Exercise inputs Start Marker
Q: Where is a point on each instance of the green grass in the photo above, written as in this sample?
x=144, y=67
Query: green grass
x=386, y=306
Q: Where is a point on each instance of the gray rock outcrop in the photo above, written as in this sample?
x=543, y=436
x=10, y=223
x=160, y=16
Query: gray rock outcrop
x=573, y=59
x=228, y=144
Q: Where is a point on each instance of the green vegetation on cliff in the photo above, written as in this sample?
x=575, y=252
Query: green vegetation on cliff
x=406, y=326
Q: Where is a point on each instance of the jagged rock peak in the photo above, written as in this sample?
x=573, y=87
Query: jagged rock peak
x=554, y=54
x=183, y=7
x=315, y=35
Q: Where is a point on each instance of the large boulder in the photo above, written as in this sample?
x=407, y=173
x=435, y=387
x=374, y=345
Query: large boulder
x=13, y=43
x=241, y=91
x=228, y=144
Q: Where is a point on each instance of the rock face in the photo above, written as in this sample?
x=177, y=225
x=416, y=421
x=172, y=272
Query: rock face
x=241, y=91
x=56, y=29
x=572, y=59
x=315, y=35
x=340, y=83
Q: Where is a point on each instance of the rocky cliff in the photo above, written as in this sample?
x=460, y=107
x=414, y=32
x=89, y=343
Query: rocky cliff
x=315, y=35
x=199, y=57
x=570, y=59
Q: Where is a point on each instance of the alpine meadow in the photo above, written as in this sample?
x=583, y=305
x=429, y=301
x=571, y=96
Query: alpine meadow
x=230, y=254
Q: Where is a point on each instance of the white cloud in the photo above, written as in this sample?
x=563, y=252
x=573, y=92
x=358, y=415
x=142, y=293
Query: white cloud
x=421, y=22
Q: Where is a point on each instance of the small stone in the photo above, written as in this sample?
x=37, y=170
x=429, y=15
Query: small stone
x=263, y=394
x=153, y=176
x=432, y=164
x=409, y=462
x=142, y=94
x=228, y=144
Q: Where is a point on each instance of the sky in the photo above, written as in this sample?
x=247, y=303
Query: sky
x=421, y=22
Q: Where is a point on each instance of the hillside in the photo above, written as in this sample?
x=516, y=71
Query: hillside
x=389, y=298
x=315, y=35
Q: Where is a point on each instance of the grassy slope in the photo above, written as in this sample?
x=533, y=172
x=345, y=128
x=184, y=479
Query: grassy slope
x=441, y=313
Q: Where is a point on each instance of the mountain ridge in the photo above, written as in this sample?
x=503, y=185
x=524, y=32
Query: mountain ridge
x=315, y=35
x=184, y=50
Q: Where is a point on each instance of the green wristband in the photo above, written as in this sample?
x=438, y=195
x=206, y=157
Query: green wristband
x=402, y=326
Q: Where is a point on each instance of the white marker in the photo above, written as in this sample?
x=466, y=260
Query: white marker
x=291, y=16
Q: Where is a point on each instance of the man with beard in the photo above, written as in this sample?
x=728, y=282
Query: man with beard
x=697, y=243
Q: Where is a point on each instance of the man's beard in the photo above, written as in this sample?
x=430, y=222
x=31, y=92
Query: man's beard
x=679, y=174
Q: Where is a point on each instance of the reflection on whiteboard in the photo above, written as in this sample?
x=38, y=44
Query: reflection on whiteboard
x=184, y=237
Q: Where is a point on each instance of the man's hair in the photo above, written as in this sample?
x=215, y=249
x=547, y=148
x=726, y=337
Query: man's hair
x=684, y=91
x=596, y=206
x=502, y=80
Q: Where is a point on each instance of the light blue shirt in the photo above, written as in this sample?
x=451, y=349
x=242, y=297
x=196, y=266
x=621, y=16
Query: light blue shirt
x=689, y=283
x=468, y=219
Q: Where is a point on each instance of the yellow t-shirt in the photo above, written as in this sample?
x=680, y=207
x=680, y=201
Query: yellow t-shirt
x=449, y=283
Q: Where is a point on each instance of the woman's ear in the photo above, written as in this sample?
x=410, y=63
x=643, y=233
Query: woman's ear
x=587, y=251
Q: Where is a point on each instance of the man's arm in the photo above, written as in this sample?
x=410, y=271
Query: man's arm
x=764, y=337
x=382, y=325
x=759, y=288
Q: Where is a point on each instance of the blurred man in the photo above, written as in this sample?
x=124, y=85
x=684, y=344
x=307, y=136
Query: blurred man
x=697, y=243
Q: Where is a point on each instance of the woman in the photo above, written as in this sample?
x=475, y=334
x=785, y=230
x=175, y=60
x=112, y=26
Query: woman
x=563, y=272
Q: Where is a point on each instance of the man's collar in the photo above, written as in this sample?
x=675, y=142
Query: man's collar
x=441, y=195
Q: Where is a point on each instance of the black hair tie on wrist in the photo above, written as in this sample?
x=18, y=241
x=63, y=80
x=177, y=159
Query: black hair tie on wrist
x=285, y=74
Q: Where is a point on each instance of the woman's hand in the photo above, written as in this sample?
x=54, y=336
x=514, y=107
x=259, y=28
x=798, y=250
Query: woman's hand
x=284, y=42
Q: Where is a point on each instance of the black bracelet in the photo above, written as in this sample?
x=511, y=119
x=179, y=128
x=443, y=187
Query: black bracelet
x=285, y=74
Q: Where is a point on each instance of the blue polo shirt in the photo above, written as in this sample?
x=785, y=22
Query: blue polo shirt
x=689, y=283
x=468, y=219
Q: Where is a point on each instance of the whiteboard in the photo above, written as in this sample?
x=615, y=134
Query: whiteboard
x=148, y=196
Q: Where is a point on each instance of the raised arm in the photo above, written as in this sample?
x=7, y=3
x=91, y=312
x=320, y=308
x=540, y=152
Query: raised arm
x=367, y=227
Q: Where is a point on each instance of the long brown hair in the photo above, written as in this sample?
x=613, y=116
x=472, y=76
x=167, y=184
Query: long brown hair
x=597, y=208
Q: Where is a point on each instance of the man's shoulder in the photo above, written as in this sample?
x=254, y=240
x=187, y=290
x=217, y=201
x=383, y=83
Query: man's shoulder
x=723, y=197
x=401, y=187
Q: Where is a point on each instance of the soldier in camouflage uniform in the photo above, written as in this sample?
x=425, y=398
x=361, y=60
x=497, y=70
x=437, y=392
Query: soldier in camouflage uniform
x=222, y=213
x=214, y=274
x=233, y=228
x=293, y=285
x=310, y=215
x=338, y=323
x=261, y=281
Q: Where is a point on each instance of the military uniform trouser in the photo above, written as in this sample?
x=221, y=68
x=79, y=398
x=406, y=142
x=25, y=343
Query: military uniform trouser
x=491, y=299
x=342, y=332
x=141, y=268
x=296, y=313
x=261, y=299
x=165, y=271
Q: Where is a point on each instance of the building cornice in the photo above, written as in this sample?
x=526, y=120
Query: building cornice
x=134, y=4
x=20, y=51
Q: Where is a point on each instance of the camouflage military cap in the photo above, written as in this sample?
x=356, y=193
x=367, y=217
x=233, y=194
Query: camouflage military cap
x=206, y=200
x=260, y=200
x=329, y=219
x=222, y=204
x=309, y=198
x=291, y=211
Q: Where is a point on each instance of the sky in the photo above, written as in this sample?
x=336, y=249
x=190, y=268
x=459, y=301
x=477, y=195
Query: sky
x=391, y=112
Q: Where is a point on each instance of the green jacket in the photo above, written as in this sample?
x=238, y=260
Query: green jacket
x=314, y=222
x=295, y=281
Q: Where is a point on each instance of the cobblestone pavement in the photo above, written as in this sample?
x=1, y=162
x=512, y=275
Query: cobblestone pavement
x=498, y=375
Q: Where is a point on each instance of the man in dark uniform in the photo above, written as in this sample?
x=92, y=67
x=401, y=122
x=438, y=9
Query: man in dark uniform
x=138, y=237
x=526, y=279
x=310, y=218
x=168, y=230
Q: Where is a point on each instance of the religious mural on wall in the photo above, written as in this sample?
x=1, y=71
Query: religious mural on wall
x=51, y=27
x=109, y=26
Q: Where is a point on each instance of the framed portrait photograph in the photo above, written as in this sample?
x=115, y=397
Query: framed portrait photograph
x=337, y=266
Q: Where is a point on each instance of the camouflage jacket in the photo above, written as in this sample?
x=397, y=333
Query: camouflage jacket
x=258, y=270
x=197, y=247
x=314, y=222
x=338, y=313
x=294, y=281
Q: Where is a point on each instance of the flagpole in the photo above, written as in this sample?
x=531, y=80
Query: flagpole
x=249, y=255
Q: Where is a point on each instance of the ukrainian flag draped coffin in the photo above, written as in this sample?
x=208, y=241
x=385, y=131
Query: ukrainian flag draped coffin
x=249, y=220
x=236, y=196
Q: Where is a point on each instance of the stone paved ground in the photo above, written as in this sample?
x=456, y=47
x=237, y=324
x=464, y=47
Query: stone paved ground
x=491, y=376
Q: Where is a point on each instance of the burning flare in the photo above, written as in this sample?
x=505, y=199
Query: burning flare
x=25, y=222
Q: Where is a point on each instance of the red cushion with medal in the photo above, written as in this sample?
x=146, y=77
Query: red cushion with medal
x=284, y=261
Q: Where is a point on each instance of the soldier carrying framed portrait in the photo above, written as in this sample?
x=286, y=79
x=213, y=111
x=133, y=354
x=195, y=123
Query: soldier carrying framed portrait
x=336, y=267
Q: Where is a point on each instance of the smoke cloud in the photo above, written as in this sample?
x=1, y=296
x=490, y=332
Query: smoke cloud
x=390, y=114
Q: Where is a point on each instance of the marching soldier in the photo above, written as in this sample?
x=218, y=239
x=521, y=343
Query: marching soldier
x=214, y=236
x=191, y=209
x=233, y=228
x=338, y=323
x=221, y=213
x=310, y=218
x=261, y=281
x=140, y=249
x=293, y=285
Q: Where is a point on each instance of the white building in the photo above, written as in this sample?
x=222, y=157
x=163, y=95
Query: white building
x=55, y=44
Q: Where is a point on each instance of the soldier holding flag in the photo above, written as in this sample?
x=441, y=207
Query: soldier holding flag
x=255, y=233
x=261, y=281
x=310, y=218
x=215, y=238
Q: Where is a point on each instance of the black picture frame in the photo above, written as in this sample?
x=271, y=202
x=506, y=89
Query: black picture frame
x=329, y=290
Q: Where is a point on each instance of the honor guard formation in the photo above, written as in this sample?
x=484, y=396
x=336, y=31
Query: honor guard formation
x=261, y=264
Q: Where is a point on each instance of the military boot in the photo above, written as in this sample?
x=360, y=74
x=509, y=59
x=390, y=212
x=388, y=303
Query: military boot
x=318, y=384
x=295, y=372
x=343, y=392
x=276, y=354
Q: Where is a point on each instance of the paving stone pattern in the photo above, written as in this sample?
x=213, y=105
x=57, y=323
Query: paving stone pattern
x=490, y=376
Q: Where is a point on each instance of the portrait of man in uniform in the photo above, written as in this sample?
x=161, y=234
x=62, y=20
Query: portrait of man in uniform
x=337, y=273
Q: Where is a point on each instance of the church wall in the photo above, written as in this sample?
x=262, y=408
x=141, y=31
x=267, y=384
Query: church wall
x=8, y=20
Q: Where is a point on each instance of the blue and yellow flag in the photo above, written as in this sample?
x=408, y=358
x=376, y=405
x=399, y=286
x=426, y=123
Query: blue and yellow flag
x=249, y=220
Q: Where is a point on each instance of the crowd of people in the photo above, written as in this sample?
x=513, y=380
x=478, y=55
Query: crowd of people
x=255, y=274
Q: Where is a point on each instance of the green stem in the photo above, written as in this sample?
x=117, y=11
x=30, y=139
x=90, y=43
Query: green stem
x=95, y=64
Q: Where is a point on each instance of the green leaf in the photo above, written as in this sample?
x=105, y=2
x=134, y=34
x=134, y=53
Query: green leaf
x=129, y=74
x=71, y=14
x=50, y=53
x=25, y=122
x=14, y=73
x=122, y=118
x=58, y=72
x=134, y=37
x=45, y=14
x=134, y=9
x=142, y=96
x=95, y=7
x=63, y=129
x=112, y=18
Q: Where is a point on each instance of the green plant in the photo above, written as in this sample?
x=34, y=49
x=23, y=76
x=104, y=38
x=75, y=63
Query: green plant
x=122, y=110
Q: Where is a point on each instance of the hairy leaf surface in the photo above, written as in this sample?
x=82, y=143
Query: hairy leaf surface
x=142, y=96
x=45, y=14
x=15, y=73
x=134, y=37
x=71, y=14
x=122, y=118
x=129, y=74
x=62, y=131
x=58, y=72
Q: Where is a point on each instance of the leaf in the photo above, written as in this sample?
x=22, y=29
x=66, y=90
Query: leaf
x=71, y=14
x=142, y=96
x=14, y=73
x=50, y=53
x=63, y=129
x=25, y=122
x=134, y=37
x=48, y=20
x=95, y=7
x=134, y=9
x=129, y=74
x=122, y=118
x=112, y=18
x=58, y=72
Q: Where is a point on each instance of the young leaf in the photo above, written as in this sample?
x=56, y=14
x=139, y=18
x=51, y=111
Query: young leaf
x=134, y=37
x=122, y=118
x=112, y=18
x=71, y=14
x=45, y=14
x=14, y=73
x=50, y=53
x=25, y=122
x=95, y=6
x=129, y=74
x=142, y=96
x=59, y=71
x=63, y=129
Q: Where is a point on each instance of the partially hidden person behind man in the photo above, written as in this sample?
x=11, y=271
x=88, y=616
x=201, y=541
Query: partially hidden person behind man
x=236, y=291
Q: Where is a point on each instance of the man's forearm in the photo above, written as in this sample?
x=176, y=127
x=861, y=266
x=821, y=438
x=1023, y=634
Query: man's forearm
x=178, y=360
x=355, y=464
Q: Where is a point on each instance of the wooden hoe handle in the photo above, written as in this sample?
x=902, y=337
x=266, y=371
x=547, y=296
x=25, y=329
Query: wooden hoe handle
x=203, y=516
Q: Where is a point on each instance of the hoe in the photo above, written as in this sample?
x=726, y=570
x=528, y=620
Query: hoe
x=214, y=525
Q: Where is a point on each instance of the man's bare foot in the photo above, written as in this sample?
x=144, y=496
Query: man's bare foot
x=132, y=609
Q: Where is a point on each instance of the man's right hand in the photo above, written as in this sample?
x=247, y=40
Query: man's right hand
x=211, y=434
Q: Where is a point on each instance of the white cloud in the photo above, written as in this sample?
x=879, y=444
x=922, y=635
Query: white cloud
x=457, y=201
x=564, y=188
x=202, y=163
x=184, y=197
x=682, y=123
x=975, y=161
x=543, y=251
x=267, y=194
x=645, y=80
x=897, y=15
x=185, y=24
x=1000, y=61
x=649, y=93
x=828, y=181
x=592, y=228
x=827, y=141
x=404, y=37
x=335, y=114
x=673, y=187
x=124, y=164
Exercise inputs End Marker
> [Task] Reproduce verbatim the lines above, from the line with "Query: red cushion with medal" through the line with "x=521, y=343".

> [Response to the exercise]
Query: red cushion with medal
x=284, y=261
Q: Where is a point on each instance of the soldier carrying framed portrait in the photo above, written as in this sample?
x=286, y=79
x=213, y=111
x=133, y=354
x=195, y=123
Query: soldier carrying framed portrait
x=336, y=267
Q: Where is a point on each instance of the smoke cloud in the photo above, written as in this sample?
x=1, y=296
x=490, y=332
Query: smoke cloud
x=390, y=114
Q: Where is a point on each instance of the marching soldier in the photo above, written as in this sample?
x=218, y=239
x=521, y=343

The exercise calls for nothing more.